───── KUTIPAN TEKS ─────
بسم
الله الرحمن الرحيم
Fawaid Riyadhush Shalihin (9)
Segala puji bagi Allah Rabbul 'alamin, shalawat dan salam
semoga dilimpahkan kepada Rasulullah, keluarganya, para sahabatnya, dan
orang-orang yang mengikutinya hingga hari kiamat, amma ba'du:
Berikut Fawaid (Kandungan Hadits)
Riyadhush Shalihin yang banyak kami rujuk dari kitab Syarh
Riyadhush Shalihin karya Syaikh Faishal bin Abdul Aziz An Najdiy, kitab
Bahjatun Nazhirin karya Syaikh Salim bin Ied Al Hilaliy, dan lainnya. Hadits-hadits di dalamnya banyak merujuk kepada kitab Riyadhush
Shalihin, akan tetapi kami mengambil matannya dari kitab-kitab
hadits induk. Semoga Allah Azza wa Jalla menjadikan penyusunan risalah ini
ikhlas karena-Nya dan bermanfaat, Allahumma aamin.
─────
◆ **RINGKASAN TUGAS 1**
Tolong salin ulang baris-baris di bawah ini, mulai dari baris yang memuat "For each instance of the man with" sampai baris terakhir, dengan kedua ujungnya ikut disalin dan tanpa perubahan apa pun.
Kutipan teks dan baris-baris ini tidak saling berhubungan.
───── DATA TERSEDIA ─────
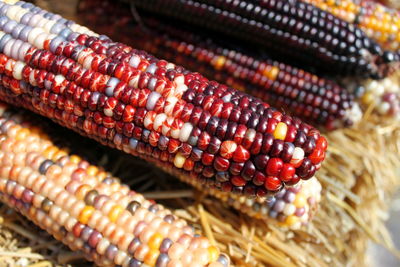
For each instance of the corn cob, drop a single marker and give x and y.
(127, 99)
(379, 22)
(88, 209)
(291, 208)
(293, 29)
(384, 95)
(305, 95)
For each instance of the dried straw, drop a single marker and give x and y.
(359, 177)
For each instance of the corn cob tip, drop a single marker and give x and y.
(132, 101)
(88, 209)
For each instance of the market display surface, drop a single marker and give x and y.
(254, 167)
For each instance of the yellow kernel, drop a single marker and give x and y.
(85, 214)
(115, 212)
(155, 241)
(291, 220)
(22, 134)
(101, 175)
(213, 253)
(367, 98)
(300, 201)
(280, 131)
(273, 73)
(179, 160)
(59, 154)
(219, 62)
(151, 257)
(75, 159)
(50, 151)
(82, 191)
(92, 170)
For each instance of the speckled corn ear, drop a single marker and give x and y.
(294, 29)
(88, 209)
(378, 21)
(314, 99)
(128, 99)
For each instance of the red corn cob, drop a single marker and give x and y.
(305, 95)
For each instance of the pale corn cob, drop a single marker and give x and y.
(89, 210)
(127, 99)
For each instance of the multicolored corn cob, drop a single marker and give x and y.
(291, 208)
(302, 94)
(379, 22)
(293, 29)
(383, 95)
(88, 209)
(128, 99)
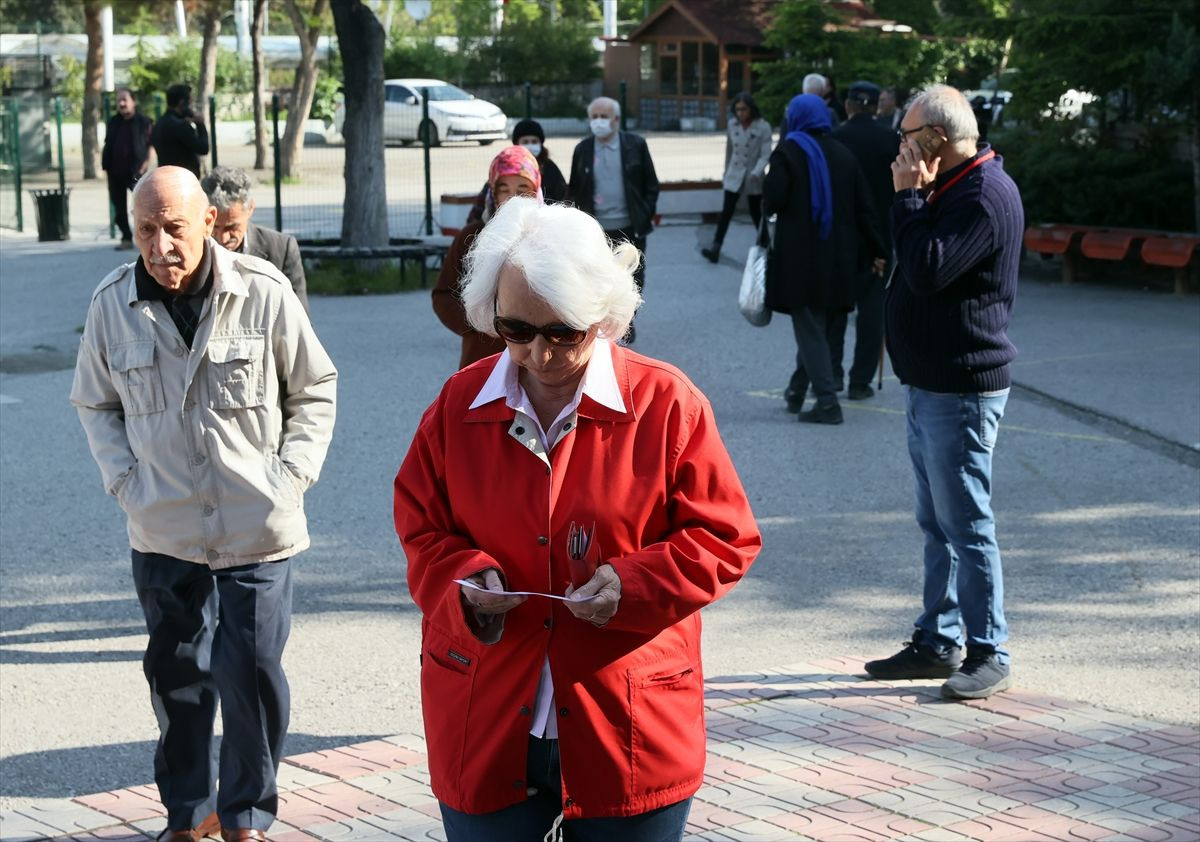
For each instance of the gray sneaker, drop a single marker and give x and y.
(981, 675)
(916, 661)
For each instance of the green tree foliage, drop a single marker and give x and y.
(534, 48)
(815, 36)
(1140, 62)
(181, 64)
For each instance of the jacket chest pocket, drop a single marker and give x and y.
(235, 371)
(138, 377)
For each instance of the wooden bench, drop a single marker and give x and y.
(1095, 242)
(1173, 251)
(420, 251)
(1049, 240)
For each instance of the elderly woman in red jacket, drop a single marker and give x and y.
(567, 467)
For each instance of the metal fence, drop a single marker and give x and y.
(310, 204)
(11, 215)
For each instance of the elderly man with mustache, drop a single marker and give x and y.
(208, 403)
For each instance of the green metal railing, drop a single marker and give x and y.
(10, 156)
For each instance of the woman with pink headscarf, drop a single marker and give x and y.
(514, 172)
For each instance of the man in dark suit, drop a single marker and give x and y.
(125, 158)
(876, 148)
(613, 179)
(228, 190)
(180, 138)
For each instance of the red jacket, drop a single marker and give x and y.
(673, 521)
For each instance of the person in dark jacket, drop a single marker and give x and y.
(180, 137)
(958, 224)
(825, 210)
(228, 190)
(125, 157)
(875, 148)
(613, 179)
(514, 172)
(528, 133)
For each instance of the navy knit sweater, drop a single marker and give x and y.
(952, 295)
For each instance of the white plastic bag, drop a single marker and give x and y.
(753, 294)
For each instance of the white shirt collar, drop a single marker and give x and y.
(599, 380)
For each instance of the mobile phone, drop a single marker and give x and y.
(929, 140)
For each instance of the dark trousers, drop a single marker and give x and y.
(868, 331)
(119, 186)
(731, 203)
(813, 364)
(639, 240)
(216, 635)
(531, 819)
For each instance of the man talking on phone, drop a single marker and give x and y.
(957, 222)
(179, 137)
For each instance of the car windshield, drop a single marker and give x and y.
(443, 92)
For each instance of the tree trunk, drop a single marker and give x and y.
(208, 82)
(256, 49)
(1195, 152)
(93, 82)
(304, 85)
(365, 212)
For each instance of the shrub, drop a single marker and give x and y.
(1066, 179)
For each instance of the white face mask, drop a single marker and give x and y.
(601, 127)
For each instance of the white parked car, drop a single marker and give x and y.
(454, 114)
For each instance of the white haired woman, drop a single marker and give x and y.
(570, 467)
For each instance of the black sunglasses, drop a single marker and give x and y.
(522, 332)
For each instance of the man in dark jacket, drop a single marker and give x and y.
(125, 157)
(228, 190)
(825, 212)
(875, 146)
(179, 137)
(958, 226)
(613, 179)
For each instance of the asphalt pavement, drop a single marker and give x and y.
(1097, 493)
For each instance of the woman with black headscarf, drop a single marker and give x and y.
(820, 193)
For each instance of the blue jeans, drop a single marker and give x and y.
(531, 819)
(216, 635)
(951, 439)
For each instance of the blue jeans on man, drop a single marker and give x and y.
(951, 441)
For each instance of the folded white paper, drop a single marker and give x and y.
(526, 593)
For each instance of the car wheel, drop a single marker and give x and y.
(430, 130)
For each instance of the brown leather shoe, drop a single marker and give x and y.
(209, 827)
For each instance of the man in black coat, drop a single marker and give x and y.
(228, 190)
(876, 148)
(613, 179)
(179, 137)
(125, 157)
(825, 211)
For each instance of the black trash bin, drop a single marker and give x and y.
(53, 216)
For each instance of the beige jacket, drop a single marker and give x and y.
(208, 451)
(747, 151)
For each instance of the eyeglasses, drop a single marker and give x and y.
(903, 133)
(522, 332)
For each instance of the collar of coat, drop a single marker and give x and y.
(497, 408)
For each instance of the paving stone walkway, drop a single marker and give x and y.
(805, 752)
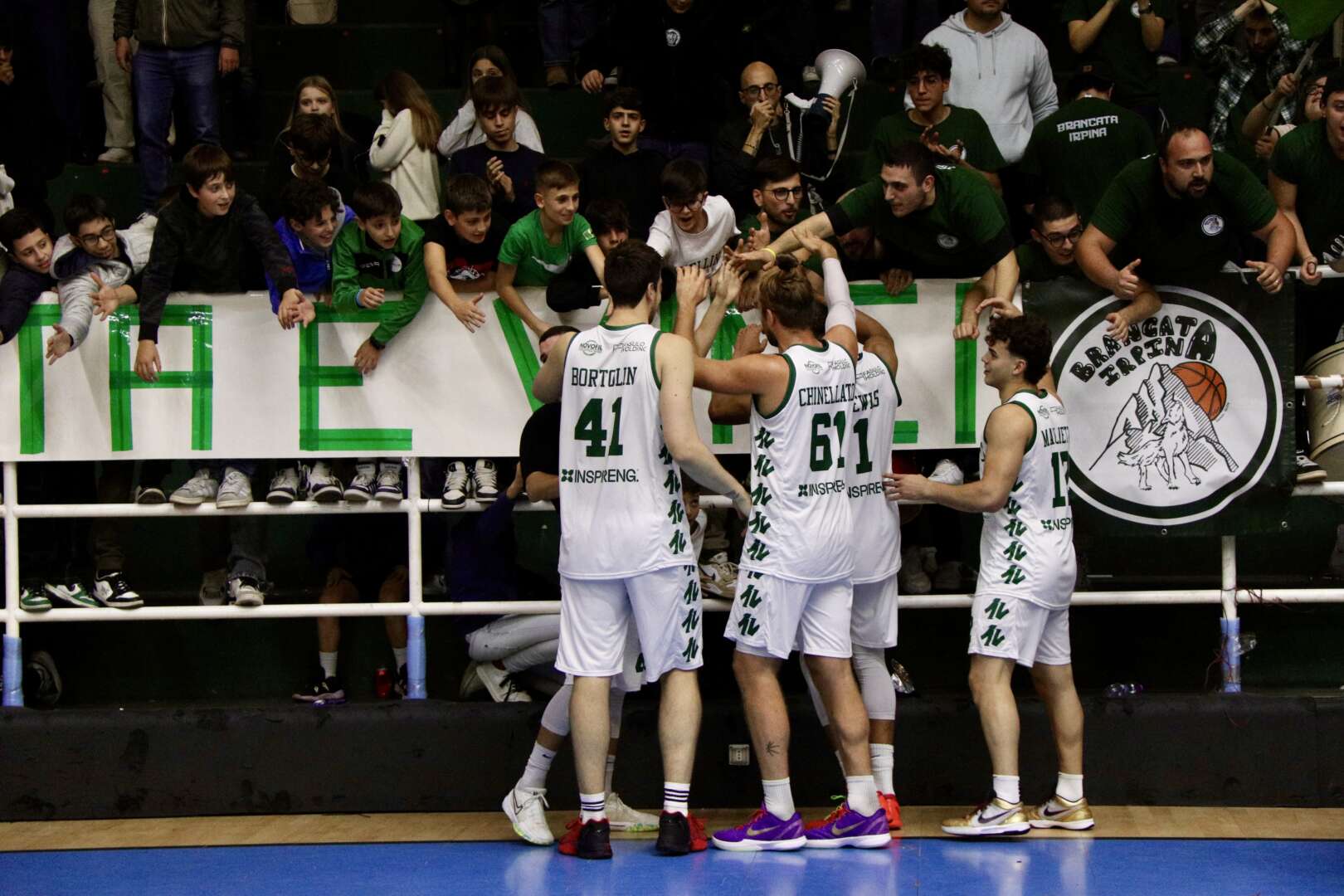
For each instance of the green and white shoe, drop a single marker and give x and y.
(71, 592)
(32, 599)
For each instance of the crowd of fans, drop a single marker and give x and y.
(996, 167)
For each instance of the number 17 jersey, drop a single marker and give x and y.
(621, 511)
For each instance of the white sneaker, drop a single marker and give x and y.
(719, 575)
(284, 486)
(236, 490)
(947, 473)
(626, 818)
(500, 684)
(455, 486)
(202, 486)
(245, 592)
(388, 486)
(323, 486)
(526, 807)
(483, 481)
(362, 486)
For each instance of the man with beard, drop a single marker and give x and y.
(1248, 71)
(1179, 215)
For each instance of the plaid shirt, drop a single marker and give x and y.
(1213, 49)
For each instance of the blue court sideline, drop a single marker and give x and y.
(947, 868)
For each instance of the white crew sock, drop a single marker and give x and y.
(778, 798)
(676, 796)
(1069, 787)
(538, 766)
(592, 807)
(884, 761)
(862, 794)
(1008, 789)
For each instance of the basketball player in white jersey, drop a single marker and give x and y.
(877, 540)
(626, 429)
(1020, 610)
(793, 587)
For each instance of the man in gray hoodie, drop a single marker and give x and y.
(999, 69)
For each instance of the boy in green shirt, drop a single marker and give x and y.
(541, 245)
(960, 136)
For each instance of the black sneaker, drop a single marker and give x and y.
(110, 590)
(325, 691)
(587, 840)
─────
◆ **RINGKASAN TUGAS 2**
Menurut kutipan teks, dari mana matan hadits dalam risalah ini diambil?

◆ **HASIL TUGAS 1**
For each instance of the man with beard, drop a single marker and give x and y.
(1248, 71)
(1179, 215)
For each instance of the plaid shirt, drop a single marker and give x and y.
(1213, 49)
For each instance of the blue court sideline, drop a single marker and give x and y.
(947, 868)
For each instance of the white crew sock, drop a single marker and give x and y.
(778, 798)
(676, 796)
(1069, 787)
(538, 766)
(592, 807)
(884, 761)
(862, 794)
(1008, 789)
For each instance of the basketball player in white jersey, drop a single marker and give x and y.
(877, 540)
(626, 429)
(1020, 610)
(793, 587)
For each instance of the man in gray hoodie, drop a single marker and give x and y.
(999, 69)
For each instance of the boy in green shirt, drop a single marker and give x and y.
(541, 245)
(960, 136)
For each instance of the black sneaker, drop a single marker and give x and y.
(110, 590)
(325, 691)
(587, 840)

◆ **HASIL TUGAS 2**
Dari kitab-kitab hadits induk.